* **Exercise prompt**
Restate each of the lines given below, word for word.
┌──
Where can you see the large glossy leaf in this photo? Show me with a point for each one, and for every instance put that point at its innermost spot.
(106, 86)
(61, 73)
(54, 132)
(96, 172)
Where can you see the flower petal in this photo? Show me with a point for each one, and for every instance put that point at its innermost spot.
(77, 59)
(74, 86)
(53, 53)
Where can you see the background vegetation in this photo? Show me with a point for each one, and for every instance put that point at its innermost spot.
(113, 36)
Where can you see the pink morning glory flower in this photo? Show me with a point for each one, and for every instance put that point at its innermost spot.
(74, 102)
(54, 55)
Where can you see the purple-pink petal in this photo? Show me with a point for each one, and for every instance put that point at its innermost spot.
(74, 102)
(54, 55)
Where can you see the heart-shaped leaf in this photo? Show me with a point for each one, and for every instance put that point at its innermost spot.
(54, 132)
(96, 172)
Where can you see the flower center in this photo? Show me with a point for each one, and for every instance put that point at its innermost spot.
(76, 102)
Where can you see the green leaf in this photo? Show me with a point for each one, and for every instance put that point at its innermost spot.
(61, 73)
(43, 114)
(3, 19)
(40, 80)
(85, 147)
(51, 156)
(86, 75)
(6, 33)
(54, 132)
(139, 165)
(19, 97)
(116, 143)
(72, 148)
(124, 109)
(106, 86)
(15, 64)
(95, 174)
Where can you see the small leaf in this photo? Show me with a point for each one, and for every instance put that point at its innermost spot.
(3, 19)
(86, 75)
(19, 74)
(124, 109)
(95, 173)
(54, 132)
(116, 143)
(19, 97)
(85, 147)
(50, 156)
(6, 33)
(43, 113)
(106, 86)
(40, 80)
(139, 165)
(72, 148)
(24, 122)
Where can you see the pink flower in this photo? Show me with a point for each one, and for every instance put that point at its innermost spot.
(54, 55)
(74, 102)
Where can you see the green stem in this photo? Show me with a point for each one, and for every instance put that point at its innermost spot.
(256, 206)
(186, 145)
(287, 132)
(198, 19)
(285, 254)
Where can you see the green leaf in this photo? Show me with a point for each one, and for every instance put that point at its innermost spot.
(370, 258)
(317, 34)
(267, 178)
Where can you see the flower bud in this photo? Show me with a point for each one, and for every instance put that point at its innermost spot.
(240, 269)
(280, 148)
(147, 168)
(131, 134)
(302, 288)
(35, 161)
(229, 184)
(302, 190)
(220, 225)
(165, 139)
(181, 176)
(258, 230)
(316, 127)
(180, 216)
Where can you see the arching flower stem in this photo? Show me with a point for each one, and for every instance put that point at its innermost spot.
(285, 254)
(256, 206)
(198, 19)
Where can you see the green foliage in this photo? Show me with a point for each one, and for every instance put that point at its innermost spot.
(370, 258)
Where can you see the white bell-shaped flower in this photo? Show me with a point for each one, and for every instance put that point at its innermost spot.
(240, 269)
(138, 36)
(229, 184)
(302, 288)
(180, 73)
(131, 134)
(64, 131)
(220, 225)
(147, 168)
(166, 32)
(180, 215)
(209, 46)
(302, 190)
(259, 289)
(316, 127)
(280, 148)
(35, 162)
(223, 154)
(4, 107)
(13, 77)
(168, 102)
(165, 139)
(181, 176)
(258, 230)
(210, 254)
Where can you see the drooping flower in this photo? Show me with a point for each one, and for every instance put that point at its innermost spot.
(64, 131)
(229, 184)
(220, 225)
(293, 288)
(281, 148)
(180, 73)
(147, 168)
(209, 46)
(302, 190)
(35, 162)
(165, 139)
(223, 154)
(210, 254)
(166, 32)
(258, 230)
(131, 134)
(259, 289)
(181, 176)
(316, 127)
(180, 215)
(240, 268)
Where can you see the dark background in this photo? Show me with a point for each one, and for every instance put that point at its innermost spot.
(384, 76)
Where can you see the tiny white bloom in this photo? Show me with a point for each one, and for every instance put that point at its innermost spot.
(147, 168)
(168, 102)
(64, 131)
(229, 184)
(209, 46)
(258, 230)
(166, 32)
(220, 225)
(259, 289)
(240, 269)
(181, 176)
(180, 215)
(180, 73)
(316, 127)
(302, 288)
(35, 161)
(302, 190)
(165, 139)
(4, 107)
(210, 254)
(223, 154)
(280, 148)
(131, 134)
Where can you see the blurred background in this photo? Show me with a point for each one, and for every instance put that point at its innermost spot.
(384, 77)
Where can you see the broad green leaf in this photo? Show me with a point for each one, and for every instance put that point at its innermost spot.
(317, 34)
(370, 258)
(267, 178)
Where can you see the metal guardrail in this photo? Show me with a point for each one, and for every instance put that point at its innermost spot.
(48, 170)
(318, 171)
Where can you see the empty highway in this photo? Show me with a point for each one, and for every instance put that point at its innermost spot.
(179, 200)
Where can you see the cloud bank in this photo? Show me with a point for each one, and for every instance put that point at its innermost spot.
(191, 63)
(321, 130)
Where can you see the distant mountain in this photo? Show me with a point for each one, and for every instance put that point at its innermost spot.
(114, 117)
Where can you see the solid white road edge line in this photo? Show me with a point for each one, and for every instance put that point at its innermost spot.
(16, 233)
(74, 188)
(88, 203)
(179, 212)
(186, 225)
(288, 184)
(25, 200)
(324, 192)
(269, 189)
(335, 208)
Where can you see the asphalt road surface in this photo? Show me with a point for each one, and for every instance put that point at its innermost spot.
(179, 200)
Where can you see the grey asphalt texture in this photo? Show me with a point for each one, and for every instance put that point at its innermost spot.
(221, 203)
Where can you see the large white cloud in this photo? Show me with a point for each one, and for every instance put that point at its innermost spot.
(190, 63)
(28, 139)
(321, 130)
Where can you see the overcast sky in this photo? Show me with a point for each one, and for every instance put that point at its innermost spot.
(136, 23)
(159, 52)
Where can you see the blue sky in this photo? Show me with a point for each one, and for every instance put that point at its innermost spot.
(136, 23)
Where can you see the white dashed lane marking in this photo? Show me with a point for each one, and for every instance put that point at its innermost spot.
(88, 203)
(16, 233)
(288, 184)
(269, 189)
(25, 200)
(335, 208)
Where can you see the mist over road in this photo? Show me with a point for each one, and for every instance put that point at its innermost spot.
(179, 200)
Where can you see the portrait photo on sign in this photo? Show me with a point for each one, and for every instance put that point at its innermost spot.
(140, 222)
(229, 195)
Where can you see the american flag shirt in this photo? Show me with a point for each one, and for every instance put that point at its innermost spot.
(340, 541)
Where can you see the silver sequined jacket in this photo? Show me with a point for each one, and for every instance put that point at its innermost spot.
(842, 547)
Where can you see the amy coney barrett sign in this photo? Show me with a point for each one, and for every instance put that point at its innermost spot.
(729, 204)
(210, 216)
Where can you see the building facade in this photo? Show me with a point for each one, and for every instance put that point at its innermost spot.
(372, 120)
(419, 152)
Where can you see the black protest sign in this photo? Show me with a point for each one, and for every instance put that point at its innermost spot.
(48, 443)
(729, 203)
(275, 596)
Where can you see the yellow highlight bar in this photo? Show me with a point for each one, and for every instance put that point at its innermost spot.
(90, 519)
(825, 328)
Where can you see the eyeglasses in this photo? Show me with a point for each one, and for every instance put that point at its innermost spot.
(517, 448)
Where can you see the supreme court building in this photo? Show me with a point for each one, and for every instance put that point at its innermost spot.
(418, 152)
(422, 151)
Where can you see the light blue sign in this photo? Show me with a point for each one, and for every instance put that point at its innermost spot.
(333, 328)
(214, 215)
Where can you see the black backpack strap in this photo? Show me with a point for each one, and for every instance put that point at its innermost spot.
└──
* **In response**
Where can you see the large glossy leaf in this photo? Show me with a point for each one, and for every instance put that point at its innermost spot.
(106, 86)
(61, 73)
(54, 132)
(96, 172)
Where can you see the flower petal in this photo? Show me with a point for each one, and for every instance put that point at its innermost spot.
(77, 59)
(74, 86)
(53, 53)
Where can you see the background vegetation in this photo? Show me with a point for each one, and for every instance put that point at its innermost spot.
(113, 36)
Where can you see the pink morning glory flower in this photo? Show me with a point for each one, and for every instance put that point at its innermost spot.
(74, 102)
(54, 55)
Where can you see the purple-pink petal in this photo? Show me with a point for each one, and for every instance put that point at its innermost spot.
(74, 102)
(54, 55)
Where can you see the heart-shaped leaf in this photo? Show me with a point for each one, and for every instance put that point at its innermost spot.
(54, 132)
(96, 172)
Where can you see the flower center in this photo? Show me with a point for each one, and for every instance put that point at its innermost spot.
(76, 102)
Where can you see the green leaf in this photo? Show me with a point for each one, and for every instance put that point at its innermost spot.
(61, 73)
(43, 114)
(3, 19)
(40, 80)
(85, 147)
(51, 156)
(86, 75)
(6, 33)
(54, 132)
(139, 165)
(19, 97)
(116, 143)
(72, 148)
(124, 109)
(106, 86)
(15, 64)
(95, 174)
Where can you see the small leaf in this photo? Show me with a point for each one, and for every instance put that point at its innermost spot.
(3, 19)
(86, 75)
(19, 74)
(124, 109)
(95, 173)
(54, 132)
(116, 143)
(19, 97)
(85, 147)
(50, 156)
(6, 33)
(43, 113)
(106, 86)
(40, 80)
(139, 165)
(72, 148)
(24, 122)
Where can you see the pink flower in this photo? Show me with a point for each one, and for every instance put that point at its innermost spot.
(54, 55)
(74, 102)
Where can you see the green stem in this photo? Show me with a point for each one, and for every instance put that point at its innermost spot.
(256, 206)
(186, 145)
(287, 132)
(198, 19)
(285, 254)
Where can you see the green leaf in this photo? Show me with a point for each one, and for every instance put that point at its innermost spot.
(370, 258)
(317, 34)
(267, 178)
Where can you see the flower bud in this photo? Show me with a point for each one, and for every instance put that point at its innermost spot.
(240, 269)
(280, 148)
(147, 168)
(131, 134)
(302, 288)
(35, 161)
(229, 184)
(302, 190)
(220, 225)
(165, 139)
(181, 176)
(258, 230)
(316, 127)
(180, 216)
Where can you see the arching flower stem in this photo? Show me with a point for each one, and for every instance put that point at its innermost spot.
(285, 254)
(256, 206)
(198, 19)
Where can you see the green foliage in this photo? Show me with a point for each one, and for every instance put that point at its innermost spot.
(370, 258)
Where can you see the white bell-shaped flower in this photo? Show me with a point for each one, and for every instance put that point at its innermost spot.
(240, 269)
(138, 36)
(229, 184)
(302, 288)
(180, 73)
(131, 134)
(64, 131)
(220, 225)
(147, 168)
(166, 32)
(180, 215)
(209, 46)
(302, 190)
(259, 289)
(316, 127)
(280, 148)
(35, 162)
(223, 154)
(4, 107)
(13, 77)
(168, 102)
(165, 139)
(181, 176)
(258, 230)
(210, 254)
Where can you see the drooping flower in this photo? Show me with a point for each one, and for every instance put that point at its innermost spot.
(64, 131)
(229, 184)
(220, 225)
(293, 288)
(281, 148)
(180, 73)
(147, 168)
(209, 46)
(302, 190)
(35, 162)
(165, 139)
(223, 154)
(210, 254)
(166, 32)
(258, 230)
(131, 134)
(259, 289)
(181, 176)
(316, 127)
(180, 215)
(240, 268)
Where can you see the dark background in this photo? Show me with a point for each one, and for every instance put that point at its innermost spot.
(384, 76)
Where can you see the tiny white bloom in this photo? Show me with a point for each one, and for every instance put that point at its innermost spot.
(147, 168)
(168, 102)
(64, 131)
(229, 184)
(209, 46)
(258, 230)
(166, 32)
(220, 225)
(259, 289)
(240, 269)
(181, 176)
(180, 215)
(180, 73)
(316, 127)
(302, 288)
(35, 161)
(302, 190)
(165, 139)
(4, 107)
(210, 254)
(223, 154)
(280, 148)
(131, 134)
Where can you see the blurred background in this photo? Show me with a point for each one, and for every instance put that point at its innermost spot.
(384, 77)
Where can you see the broad green leaf in this photo? Show me with a point for each one, and for every instance put that point at its innermost spot.
(317, 34)
(370, 258)
(267, 178)
Where can you see the metal guardrail in this photo? Show me with a point for each one, and for every instance put that point at its innermost spot.
(48, 170)
(318, 171)
Where can you see the empty highway in this photo? Show me with a point for each one, and for every instance put that point at its innermost spot.
(179, 200)
Where can you see the cloud bank in this photo? Show me with a point for each one, and for every instance put that point at its innermost spot.
(191, 63)
(321, 130)
Where can you see the distant mountain in this photo? Show me with a point for each one, and for every instance put that point at its innermost spot.
(114, 117)
Where can you see the solid white road edge line in this photo? Show me with a point for each one, and for every instance put that point at its innermost spot.
(16, 233)
(74, 188)
(88, 203)
(179, 212)
(186, 225)
(288, 184)
(25, 200)
(324, 192)
(269, 189)
(335, 208)
Where can you see the asphalt road surface in this photo? Show me with a point for each one, and for every instance put that point at its innermost spot.
(179, 200)
Where can you see the grey asphalt texture in this photo? Show me with a point for each one, and for every instance put that point at its innermost spot.
(221, 203)
Where can you see the large white cloud in this photo? Show me with a point for each one, and for every instance put that point at its innermost spot.
(190, 63)
(28, 139)
(321, 130)
Where can you see the overcast sky in this photo? Show me with a point for each one, and for every instance put that point at its innermost spot.
(136, 23)
(159, 52)
Where can you see the blue sky in this photo? Show me with a point for each one, and for every instance put that point at its innermost spot.
(136, 23)
Where can you see the white dashed lane marking in this photo? Show me with a point for each one, and for every instance put that point at its innermost spot.
(88, 203)
(16, 233)
(288, 184)
(269, 189)
(25, 200)
(335, 208)
Where can you see the mist over road in this photo? Show me with a point for each one, and for every instance put that point at its innermost spot.
(179, 200)
Where can you see the portrait photo on sign in this photo? Show me with a point for each one, and for every instance put that point at its innermost spot.
(140, 222)
(229, 195)
Where can you see the american flag shirt in this photo? Show me with a point for each one, and for every instance put that point at its innermost spot.
(340, 541)
Where can you see the silver sequined jacket in this photo? Show me with a point for each one, and for every instance put that point at its innermost spot.
(842, 547)
Where can you see the amy coney barrett sign in this photo? Show me with a point for each one, and for every instance put that point at its innermost spot.
(729, 204)
(210, 216)
Where can you see the building facade in this photo? Show me with a point for each one, and for every instance put that point at its innermost spot.
(372, 120)
(419, 152)
Where can you see the black protest sign in this photo? Show me with a point for each one, and for every instance put that point at its innermost spot.
(48, 443)
(729, 203)
(275, 596)
Where can you see the yellow highlight bar in this photo? Show me with a point for each one, and for every instance put that point at its innermost spot.
(90, 519)
(825, 328)
Where can you see the eyeglasses in this photo? Show me with a point for each one, and for every instance put that point at its innermost spot.
(517, 448)
Where can you see the supreme court building in this photo? Show me with a point for each one, and for every instance put that point at its innermost spot.
(418, 152)
(422, 151)
Where can you see the light blue sign in this photo? Show me with a point for each one, and for every instance put that point at its innermost spot.
(333, 328)
(214, 215)
Where can you see the black backpack strap in this photo? Show me with a point for each one, and for every instance put that point at its innermost spot.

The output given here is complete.